#### [Challenge A]
Print the passage of the dreadnought thread between "## fuzzawakka" and "have great success?", inclusive.
#### [Challenge B]
In the dreadnought thread, how many points does a venerable dreadnought cost?
#### [Challenge C]
Translate this sentence from the dreadnought thread into Spanish: "It is a pretty nice thing but is it really worth that extra 60 points?"

#### [Excerpt to read]
+ + + +

# Venerable Dreadnoughts-Worth it?



## fuzzawakka

So I am looking into fielding some dreadnoughts and have been thinking about trying a venerable dreadnought, but they are 165 points! That is 60 more points for 1 extra ws and bs and the special venerable rule which basically allows you to have your opponent reroll if you dont like that he penetrated your armor. It is a pretty nice thing but is it really worth that extra 60 points? By the time you put the guns you want on it the dreadnought will be around 180-200 points! It only has AV12 and for that extra bs its not that big of a deal because most of the guns on dreadnoughts are tl anyways. I am just having a hard time seeing how spending so much on it. Anyone use them and have great success?


----------



## Galahad

That reroll ability makes the flimsy AV12 act like AV14, they are insanely hard to kill (especially if you slap on extra armor)

+ + + +

(Pointing dataset excerpts)
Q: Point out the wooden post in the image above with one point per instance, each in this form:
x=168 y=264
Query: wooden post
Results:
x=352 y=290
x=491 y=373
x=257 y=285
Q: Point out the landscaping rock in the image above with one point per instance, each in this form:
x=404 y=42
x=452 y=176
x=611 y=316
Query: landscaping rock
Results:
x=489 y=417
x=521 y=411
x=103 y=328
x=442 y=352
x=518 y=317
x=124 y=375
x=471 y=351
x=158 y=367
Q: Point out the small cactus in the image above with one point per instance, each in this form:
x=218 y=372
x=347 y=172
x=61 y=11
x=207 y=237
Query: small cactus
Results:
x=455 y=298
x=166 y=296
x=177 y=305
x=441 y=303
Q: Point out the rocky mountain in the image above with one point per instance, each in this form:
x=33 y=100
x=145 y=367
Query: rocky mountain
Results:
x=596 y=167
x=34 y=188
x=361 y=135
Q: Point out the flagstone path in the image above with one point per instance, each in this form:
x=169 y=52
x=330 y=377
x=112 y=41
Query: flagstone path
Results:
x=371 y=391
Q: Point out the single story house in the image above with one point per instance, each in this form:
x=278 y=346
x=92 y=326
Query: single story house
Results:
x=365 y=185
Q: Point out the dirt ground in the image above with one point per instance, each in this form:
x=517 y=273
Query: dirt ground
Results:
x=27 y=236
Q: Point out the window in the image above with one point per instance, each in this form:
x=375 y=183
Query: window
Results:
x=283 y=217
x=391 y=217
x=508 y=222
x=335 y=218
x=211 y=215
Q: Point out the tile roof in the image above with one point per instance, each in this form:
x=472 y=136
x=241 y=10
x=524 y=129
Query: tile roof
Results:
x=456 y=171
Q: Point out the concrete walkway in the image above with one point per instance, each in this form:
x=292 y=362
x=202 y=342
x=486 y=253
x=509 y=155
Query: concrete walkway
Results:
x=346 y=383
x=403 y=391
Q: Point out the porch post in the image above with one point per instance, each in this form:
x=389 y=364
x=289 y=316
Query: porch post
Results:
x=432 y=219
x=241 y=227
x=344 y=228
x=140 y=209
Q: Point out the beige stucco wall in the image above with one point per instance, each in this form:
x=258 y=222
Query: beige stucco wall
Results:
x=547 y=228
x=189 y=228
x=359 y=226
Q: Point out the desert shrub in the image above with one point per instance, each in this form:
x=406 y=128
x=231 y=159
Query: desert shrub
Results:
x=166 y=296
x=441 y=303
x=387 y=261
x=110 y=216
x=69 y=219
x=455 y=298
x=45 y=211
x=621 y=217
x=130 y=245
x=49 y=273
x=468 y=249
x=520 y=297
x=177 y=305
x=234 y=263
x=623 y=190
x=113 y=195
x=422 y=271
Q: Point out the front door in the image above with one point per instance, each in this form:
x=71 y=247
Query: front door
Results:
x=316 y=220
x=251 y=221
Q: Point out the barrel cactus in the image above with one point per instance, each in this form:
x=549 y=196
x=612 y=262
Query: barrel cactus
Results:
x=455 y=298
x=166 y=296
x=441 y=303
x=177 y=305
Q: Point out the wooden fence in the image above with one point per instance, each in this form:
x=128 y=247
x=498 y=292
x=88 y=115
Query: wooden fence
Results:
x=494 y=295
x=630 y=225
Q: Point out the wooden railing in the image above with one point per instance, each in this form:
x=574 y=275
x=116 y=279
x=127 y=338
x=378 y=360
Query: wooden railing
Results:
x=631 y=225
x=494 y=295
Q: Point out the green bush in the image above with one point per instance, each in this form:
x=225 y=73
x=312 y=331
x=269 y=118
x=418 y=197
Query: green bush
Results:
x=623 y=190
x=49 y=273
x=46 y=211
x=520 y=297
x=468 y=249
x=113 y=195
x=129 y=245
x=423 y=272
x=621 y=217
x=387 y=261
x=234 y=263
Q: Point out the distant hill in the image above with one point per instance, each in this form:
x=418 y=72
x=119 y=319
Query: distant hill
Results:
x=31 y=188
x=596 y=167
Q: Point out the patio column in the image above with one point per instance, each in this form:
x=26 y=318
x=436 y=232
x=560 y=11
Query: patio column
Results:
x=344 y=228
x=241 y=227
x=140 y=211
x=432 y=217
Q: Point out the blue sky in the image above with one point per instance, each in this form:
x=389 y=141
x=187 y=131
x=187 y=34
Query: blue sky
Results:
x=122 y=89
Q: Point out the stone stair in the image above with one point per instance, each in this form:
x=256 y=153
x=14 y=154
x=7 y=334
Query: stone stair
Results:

+ + + +

#### [Task solution A]
## fuzzawakka

So I am looking into fielding some dreadnoughts and have been thinking about trying a venerable dreadnought, but they are 165 points! That is 60 more points for 1 extra ws and bs and the special venerable rule which basically allows you to have your opponent reroll if you dont like that he penetrated your armor. It is a pretty nice thing but is it really worth that extra 60 points? By the time you put the guns you want on it the dreadnought will be around 180-200 points! It only has AV12 and for that extra bs its not that big of a deal because most of the guns on dreadnoughts are tl anyways. I am just having a hard time seeing how spending so much on it. Anyone use them and have great success?

#### [Task solution B]
165 points.

#### [Task solution C]
Es algo bastante bueno, pero ¿de verdad vale esos 60 puntos extra?